WHAT YOU WILL DO — Write out each line that follows exactly as it stands, without the pictures.

RECORD EXTRACTS —
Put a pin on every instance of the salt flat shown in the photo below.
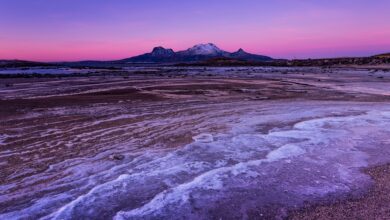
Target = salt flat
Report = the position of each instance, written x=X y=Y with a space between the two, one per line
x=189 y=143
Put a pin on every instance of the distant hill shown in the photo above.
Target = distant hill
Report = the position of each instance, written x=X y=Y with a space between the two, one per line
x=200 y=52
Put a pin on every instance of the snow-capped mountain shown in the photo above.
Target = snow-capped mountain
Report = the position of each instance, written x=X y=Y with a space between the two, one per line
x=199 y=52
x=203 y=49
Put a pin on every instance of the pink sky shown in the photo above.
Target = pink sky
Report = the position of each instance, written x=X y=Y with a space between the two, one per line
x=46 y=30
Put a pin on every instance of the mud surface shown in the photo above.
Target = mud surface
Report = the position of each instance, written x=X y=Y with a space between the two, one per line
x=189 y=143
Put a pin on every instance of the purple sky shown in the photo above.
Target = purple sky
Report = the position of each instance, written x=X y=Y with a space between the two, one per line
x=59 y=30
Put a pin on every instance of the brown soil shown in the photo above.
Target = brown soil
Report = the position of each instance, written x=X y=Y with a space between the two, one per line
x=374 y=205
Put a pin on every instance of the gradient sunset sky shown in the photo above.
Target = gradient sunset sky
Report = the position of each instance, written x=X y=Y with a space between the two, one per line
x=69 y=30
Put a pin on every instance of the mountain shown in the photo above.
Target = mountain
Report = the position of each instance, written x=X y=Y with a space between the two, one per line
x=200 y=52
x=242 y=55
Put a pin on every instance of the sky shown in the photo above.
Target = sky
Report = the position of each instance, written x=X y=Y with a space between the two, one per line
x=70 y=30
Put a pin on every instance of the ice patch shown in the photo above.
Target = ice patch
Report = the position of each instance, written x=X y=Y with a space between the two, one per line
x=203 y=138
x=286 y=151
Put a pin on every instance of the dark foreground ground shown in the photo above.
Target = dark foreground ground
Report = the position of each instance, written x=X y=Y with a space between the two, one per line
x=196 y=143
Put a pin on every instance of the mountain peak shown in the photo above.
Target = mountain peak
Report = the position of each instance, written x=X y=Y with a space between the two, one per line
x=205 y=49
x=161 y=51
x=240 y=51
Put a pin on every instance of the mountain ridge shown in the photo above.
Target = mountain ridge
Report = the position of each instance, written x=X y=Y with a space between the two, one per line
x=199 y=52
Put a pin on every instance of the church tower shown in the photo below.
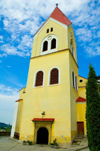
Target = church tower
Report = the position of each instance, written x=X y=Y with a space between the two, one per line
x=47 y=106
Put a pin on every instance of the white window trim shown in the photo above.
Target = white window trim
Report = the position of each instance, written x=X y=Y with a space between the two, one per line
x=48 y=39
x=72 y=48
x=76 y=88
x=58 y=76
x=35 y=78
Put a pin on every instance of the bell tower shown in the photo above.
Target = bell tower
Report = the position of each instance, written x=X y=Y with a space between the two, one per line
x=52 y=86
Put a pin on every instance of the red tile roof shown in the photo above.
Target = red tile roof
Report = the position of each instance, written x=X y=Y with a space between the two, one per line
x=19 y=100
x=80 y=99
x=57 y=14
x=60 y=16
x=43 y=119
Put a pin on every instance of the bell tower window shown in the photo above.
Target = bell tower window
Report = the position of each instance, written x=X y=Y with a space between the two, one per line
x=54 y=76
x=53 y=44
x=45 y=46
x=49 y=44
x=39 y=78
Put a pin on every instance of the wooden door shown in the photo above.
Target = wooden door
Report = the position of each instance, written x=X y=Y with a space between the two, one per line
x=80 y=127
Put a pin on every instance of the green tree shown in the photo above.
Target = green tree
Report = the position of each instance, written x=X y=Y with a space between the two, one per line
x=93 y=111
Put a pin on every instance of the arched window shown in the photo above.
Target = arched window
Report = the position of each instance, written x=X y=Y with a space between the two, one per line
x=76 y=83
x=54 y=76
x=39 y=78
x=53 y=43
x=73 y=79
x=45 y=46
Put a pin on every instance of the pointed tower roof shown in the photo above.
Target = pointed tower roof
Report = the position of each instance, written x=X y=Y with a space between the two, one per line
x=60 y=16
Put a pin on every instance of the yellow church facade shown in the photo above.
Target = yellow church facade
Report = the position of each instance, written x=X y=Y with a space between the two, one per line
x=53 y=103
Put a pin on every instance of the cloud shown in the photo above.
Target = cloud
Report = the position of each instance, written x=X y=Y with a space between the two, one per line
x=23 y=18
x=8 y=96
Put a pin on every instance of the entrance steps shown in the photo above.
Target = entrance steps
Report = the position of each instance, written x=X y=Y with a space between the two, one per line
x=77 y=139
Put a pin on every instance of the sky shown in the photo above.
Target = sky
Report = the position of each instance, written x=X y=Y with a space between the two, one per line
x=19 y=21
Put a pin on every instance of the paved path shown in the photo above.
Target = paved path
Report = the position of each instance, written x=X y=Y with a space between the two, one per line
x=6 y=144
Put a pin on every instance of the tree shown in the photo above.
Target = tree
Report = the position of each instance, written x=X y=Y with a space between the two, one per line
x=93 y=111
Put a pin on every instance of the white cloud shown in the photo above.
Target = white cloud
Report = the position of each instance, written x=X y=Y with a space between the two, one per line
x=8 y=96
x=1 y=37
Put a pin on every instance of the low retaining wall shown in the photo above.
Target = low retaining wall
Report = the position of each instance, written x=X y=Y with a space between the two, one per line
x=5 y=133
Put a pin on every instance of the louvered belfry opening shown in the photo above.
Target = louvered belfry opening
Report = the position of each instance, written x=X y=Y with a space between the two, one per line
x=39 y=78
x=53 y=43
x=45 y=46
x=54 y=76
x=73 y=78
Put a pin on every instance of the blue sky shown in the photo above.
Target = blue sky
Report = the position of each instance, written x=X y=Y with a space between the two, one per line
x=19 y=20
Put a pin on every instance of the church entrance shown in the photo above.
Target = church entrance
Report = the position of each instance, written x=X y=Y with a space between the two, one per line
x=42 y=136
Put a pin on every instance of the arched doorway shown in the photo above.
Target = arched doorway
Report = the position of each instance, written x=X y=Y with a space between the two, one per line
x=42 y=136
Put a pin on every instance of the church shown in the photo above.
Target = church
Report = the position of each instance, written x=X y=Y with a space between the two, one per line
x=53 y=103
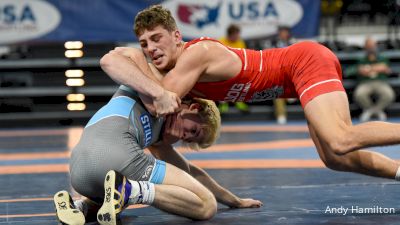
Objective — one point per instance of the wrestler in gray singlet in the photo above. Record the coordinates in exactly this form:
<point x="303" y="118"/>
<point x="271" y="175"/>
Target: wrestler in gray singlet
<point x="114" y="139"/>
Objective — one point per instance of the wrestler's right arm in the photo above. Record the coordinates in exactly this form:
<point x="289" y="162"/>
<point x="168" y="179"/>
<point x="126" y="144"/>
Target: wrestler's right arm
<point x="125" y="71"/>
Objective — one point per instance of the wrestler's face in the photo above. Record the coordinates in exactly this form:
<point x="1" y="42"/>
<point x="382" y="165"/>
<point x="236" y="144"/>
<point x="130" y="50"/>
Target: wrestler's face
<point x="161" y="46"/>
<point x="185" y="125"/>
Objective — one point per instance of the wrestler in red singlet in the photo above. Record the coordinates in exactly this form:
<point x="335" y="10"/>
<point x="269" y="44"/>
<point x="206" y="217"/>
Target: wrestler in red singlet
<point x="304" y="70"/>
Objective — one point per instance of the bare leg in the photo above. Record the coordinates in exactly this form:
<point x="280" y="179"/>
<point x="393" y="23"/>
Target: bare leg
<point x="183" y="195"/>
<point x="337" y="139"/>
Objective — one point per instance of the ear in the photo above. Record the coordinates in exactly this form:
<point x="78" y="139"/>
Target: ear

THE ANSWER —
Put a pin on every instance of the salt flat shown in the photo below.
Target = salt flat
Report = the position of each instance, written x=X y=Y with a space between the two, one per line
x=189 y=143
Put a pin on every instance of the distant hill shown in the photo above.
Target = distant hill
Report = the position of each instance, written x=X y=Y with a space between the two, one per line
x=200 y=52
Put a pin on every instance of the snow-capped mountain shown in the photo above.
Target = snow-capped mountain
Report = the position of each instance, written x=X y=Y with a space between the two, one per line
x=199 y=52
x=203 y=49
Put a pin on every instance of the pink sky shown in the photo above.
Target = pink sky
Report = the position of each instance, written x=X y=Y with a space between the two, one per line
x=46 y=30
Put a pin on every instance of the mud surface shown in the photo above.
Target = mud surface
Report = the position of each instance, written x=X y=Y with a space between the two, one per line
x=189 y=143
Put a pin on every instance of the purple sky shown in the photo above.
Target = purple sky
Report = the position of each instance, written x=X y=Y with a space between the two, one per line
x=59 y=30
Put a pin on every instance of the brown soil shown in the photo above.
Target = brown soil
Report = the position of each instance, written x=X y=Y with a space between the two, one per line
x=374 y=205
Put a pin on every instance of the gradient sunset sky shown in the photo above.
Target = gradient sunset sky
Report = the position of each instance, written x=X y=Y with a space between the two, one per line
x=69 y=30
Put a pin on every instance of the mountain shown in the photo above.
Target = mountain
Report = the position of each instance, written x=X y=Y with a space between the two, one per line
x=200 y=52
x=242 y=55
Put a pin on every instance of the sky shown in the photo above.
Target = sky
Report = the position of each instance, written x=X y=Y with a space between the two, one per line
x=70 y=30
Put a pin on every instance of the ice patch shown in the photo above.
Target = ice patch
Report = the position of each instance, written x=X y=Y with a space between the two, one per line
x=203 y=138
x=286 y=151
Put a pin on every instance of the dark foreground ground shown in the photo above.
Target = dark foreground ground
Report = the position of each instance, written x=X y=Y with a space between the two, one per line
x=196 y=143
Put a pin on every instance of the mountain peak shown in the photo above.
Target = mountain peak
Report = the position of each instance, written x=X y=Y with a space between the two, one per line
x=205 y=49
x=161 y=51
x=240 y=51
Put a pin on every instance of the mountain ridge shown in the photo above.
Target = mountain ridge
Report = the position of each instance, written x=X y=Y with a space between the two, one per line
x=199 y=52
Put a pin on every instance of the church tower shown in the photo below.
Target = church tower
Report = the position of each instance, written x=X y=Y with a space between the two, one per line
x=47 y=106
Put a pin on every instance of the white window trim shown in the photo above.
Target = white window trim
Report = the position of each instance, written x=X y=Y with a space between the two, one per line
x=48 y=39
x=72 y=48
x=76 y=88
x=58 y=76
x=35 y=78
Put a pin on every instance of the bell tower shown in the photo above.
Target = bell tower
Report = the position of each instance, written x=X y=Y with a space between the two, one per line
x=52 y=86
Put a pin on every instance of the red tile roof shown in the photo above.
Target = red tile roof
Report = the position of each instance, written x=X y=Y with a space between the two, one per line
x=19 y=100
x=80 y=99
x=57 y=14
x=60 y=16
x=43 y=119
Put a pin on every instance of the bell tower window shown in the photo above.
Target = bell tower window
Report = the position of each instance, written x=X y=Y with a space between the two, one per line
x=54 y=76
x=53 y=44
x=45 y=46
x=49 y=44
x=39 y=78
Put a pin on every instance of the wooden door shown in the photo above.
Target = wooden door
Report = the position of each instance, written x=X y=Y with a space between the two, one per line
x=80 y=127
Put a pin on every instance of the green tree shown in the photo above.
Target = green tree
Report = the position of each instance, written x=X y=Y with a space between the two, one per line
x=93 y=111
Put a pin on every instance of the arched window shown in the photo above.
Target = arched window
Report = the position of each instance, written x=X y=Y with a space between the two, one per line
x=76 y=83
x=54 y=76
x=39 y=78
x=53 y=43
x=73 y=79
x=45 y=46
Put a pin on every instance of the pointed tower roof shown in the photo above.
Target = pointed tower roof
Report = the position of each instance, written x=X y=Y with a space between the two, one per line
x=60 y=16
Put a pin on every instance of the yellow church facade shown in the photo above.
Target = yellow church facade
Report = the position of each instance, written x=X y=Y with a space between the two, one per line
x=53 y=103
Put a pin on every instance of the cloud shown in the photo above.
Target = cloud
Report = the position of each instance, written x=X y=Y with a space between the two, one per line
x=23 y=18
x=8 y=96
Put a pin on every instance of the entrance steps shown in the photo above.
Target = entrance steps
Report = the position of each instance, written x=X y=Y with a space between the two, one per line
x=77 y=139
Put a pin on every instance of the sky shown in the photo above.
Target = sky
Report = the position of each instance, written x=X y=Y with a space between the two, one per line
x=19 y=21
Put a pin on every instance of the paved path shown in the photo above.
Target = paved path
Report = the position of each instance, written x=X y=Y with a space between the two, one per line
x=6 y=144
Put a pin on every instance of the tree shown in the photo above.
Target = tree
Report = the position of each instance, written x=X y=Y with a space between the two, one per line
x=93 y=111
Put a pin on every instance of the white cloud shown in the photo above.
Target = white cloud
Report = the position of each instance, written x=X y=Y with a space between the two, one per line
x=8 y=96
x=1 y=37
Put a pin on every instance of the low retaining wall shown in the photo above.
Target = low retaining wall
Report = the position of each instance, written x=X y=Y with a space between the two, one per line
x=5 y=133
Put a pin on every instance of the louvered belfry opening shown in the photo above.
Target = louvered belfry opening
Report = the position of each instance, written x=X y=Y with a space between the two, one per line
x=39 y=78
x=53 y=43
x=45 y=46
x=54 y=76
x=73 y=78
Put a pin on every instance of the blue sky shown in the photo above.
Target = blue sky
Report = the position of each instance, written x=X y=Y with a space between the two, one per line
x=19 y=20
Put a pin on every instance of the church entrance shown in the photo above.
Target = church entrance
Report = the position of each instance, written x=X y=Y with a space between the two, one per line
x=42 y=136
Put a pin on every instance of the arched doorway shown in the photo above.
Target = arched doorway
Report = the position of each instance, written x=X y=Y with a space between the two, one per line
x=42 y=136
Put a pin on every instance of the church shown in the photo above.
Target = church
Report = the position of each instance, written x=X y=Y with a space between the two, one per line
x=53 y=103
Objective — one point per instance of the wrestler in gray singlet in the photo above. Record the coordinates in exactly this form:
<point x="303" y="118"/>
<point x="271" y="175"/>
Target: wrestler in gray singlet
<point x="114" y="139"/>
Objective — one point per instance of the wrestler's right arm in the photo above. Record the coordinates in exactly this form:
<point x="289" y="162"/>
<point x="168" y="179"/>
<point x="126" y="144"/>
Target: wrestler's right arm
<point x="125" y="71"/>
Objective — one point per instance of the wrestler's face in the photo above. Record the coordinates in exactly this form:
<point x="1" y="42"/>
<point x="382" y="165"/>
<point x="236" y="144"/>
<point x="130" y="50"/>
Target: wrestler's face
<point x="161" y="46"/>
<point x="185" y="125"/>
Objective — one point per instance of the wrestler in red singlet in the photo above. Record the coordinates in exactly this form:
<point x="335" y="10"/>
<point x="269" y="44"/>
<point x="206" y="217"/>
Target: wrestler in red singlet
<point x="304" y="70"/>
Objective — one point per instance of the bare leg in the photo above. Record the coordinates in exactly this form:
<point x="280" y="179"/>
<point x="393" y="23"/>
Target: bare leg
<point x="183" y="195"/>
<point x="337" y="139"/>
Objective — one point per instance of the ear in the photo above. Record the coordinates in exactly this form:
<point x="78" y="139"/>
Target: ear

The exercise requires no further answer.